**Task list:**
[1] In the journal post, rewrite the paragraph beginning "We had a lot of organisms to visit today." as a short list that keeps its main facts.
[2] Using the journal post, mark each statement yes or no, and quote the exact words that decide it.
(a) The writer ate apple pie late at night.
(b) The writer stayed in one place all day.
(c) Some people came to the writer's door.
[3] List every activity reported in the two paragraphs of the journal post that begin "Chinese food was eaten." and "Blood was taken".
:: Reading text ::
Day 061 "Footloose & Fancy Freezing"
We were globe trotters today. If your world is the valley, which mine now is. We went all over it. Straight up and down it. Took it by its ears and dragged it through the mud... ? ..
We had a lot of organisms to visit today. -I mean people- and we went from one place to another like a couple of people with actual shit to do. There were all kinds of people hanging around today to chat with. Some we sought out, others were intercepted along the way. Still others had the good grace to come right to my very door to say hello.
Chinese food was eaten. As was some apple pie at a rather late and unjustifiable hour, which is to say; but a moment before I sat down to write this.
Blood was taken, naps were had and depths were delved into.
It was a good day.
A long day. A day I will admit to battling through most of. Not a lot of sleep is never a good thing for me. I know this, and yet the behavior persists. Like oh, I don't know: a clearly recognized but as yet un-dealt with nocturnal pattern.
:::
:: Input data ::
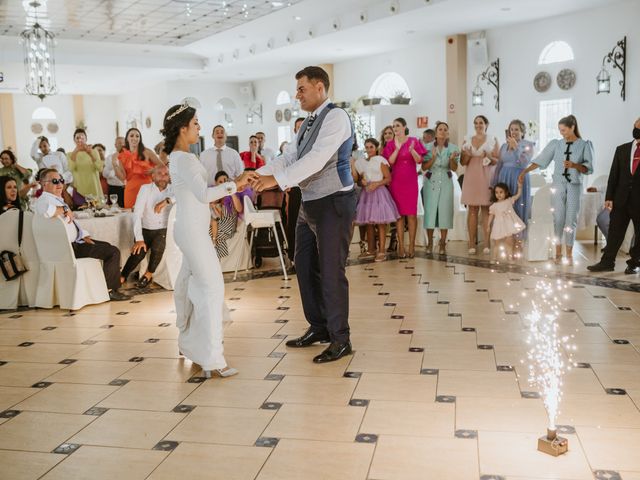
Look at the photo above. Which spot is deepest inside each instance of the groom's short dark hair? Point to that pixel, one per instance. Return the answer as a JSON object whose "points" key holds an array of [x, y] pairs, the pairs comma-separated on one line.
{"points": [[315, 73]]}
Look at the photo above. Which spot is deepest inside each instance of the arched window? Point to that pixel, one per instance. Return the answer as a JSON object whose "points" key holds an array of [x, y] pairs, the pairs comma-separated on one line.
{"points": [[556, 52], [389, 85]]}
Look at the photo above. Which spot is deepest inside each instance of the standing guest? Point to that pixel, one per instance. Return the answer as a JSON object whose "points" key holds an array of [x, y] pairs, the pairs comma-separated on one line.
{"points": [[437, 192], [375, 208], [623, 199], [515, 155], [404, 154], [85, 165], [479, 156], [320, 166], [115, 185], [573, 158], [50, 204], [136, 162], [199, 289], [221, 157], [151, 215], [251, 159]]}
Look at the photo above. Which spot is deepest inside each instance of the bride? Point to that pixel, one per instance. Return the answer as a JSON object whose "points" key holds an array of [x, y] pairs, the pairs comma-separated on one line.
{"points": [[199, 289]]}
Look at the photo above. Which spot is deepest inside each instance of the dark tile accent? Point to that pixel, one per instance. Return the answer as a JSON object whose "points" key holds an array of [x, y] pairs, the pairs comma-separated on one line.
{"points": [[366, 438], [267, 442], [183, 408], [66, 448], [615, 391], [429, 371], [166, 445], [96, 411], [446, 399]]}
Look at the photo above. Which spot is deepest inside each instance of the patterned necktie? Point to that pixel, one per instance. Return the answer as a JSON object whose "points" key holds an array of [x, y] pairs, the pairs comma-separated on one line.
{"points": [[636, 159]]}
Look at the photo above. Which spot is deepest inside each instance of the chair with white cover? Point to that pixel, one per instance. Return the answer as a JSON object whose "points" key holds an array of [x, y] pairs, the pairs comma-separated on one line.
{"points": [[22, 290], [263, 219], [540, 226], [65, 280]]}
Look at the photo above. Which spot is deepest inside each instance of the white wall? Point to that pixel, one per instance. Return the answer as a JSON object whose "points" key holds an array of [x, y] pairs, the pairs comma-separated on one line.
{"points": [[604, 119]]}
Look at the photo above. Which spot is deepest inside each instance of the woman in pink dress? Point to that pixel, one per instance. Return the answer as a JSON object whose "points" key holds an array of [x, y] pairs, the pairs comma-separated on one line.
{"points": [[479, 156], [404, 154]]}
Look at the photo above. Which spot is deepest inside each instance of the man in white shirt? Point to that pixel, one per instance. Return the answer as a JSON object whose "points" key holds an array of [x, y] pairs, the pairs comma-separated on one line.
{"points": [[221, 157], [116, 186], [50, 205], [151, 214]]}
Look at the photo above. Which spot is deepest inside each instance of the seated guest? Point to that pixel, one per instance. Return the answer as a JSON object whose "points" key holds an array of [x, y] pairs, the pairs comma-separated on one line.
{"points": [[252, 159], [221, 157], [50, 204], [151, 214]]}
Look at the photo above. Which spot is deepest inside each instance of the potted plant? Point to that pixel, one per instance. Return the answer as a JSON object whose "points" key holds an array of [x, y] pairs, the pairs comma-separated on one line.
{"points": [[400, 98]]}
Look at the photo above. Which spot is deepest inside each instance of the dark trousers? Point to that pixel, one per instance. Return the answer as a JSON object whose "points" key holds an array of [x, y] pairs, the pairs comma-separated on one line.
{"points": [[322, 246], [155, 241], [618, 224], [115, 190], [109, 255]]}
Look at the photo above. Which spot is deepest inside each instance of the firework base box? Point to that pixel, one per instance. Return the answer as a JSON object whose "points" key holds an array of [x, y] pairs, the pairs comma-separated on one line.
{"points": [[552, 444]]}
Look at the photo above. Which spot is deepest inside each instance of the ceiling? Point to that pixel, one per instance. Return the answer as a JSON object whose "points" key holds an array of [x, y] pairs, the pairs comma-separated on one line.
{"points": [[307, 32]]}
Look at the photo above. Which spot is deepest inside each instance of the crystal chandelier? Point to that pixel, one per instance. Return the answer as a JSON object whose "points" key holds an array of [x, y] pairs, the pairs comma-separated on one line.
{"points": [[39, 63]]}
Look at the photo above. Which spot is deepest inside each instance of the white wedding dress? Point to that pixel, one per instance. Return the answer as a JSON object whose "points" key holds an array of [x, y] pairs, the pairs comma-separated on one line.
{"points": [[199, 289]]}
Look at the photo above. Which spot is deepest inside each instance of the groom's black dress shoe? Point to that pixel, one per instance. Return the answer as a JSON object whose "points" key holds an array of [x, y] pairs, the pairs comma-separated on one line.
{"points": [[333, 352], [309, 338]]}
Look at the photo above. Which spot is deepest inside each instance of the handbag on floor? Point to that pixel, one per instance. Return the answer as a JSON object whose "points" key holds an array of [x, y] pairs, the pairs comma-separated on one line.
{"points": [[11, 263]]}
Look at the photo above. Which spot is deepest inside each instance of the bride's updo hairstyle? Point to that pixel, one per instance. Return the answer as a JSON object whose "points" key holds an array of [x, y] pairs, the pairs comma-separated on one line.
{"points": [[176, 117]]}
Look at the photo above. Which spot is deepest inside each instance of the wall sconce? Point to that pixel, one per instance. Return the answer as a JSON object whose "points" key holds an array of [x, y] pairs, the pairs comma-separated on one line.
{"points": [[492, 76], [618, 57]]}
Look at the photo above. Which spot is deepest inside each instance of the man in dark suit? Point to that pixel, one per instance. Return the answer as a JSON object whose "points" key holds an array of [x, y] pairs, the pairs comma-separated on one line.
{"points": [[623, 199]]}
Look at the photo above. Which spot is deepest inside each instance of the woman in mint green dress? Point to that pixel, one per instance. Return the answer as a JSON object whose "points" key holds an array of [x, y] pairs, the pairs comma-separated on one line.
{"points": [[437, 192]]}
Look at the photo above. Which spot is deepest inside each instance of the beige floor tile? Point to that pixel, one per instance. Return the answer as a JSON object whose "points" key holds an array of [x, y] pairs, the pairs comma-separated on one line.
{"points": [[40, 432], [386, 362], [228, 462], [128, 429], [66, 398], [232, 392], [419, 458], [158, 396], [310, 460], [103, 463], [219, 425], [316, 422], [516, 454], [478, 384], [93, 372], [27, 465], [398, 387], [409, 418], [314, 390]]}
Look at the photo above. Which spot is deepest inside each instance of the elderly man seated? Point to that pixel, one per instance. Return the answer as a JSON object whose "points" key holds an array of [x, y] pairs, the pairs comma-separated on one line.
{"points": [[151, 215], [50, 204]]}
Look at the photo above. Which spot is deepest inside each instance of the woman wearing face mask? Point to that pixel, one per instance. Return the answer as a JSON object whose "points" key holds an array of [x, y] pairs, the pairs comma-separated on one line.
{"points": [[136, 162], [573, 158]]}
:::
**Numbered responses:**
[1]
- There were many people to visit that day.
- The two of them went from one place to another like people with real things to do.
- Many people were around to chat with.
- Some of them were sought out, and others were met along the way.
- Others came right to the writer's door to say hello.

[2]
(a) Yes: "As was some apple pie at a rather late and unjustifiable hour"
(b) No: "We went all over it."
(c) Yes: "Still others had the good grace to come right to my very door to say hello."

[3]
- Chinese food was eaten
- Apple pie was eaten at a late hour
- Blood was taken
- Naps were had
- Depths were delved into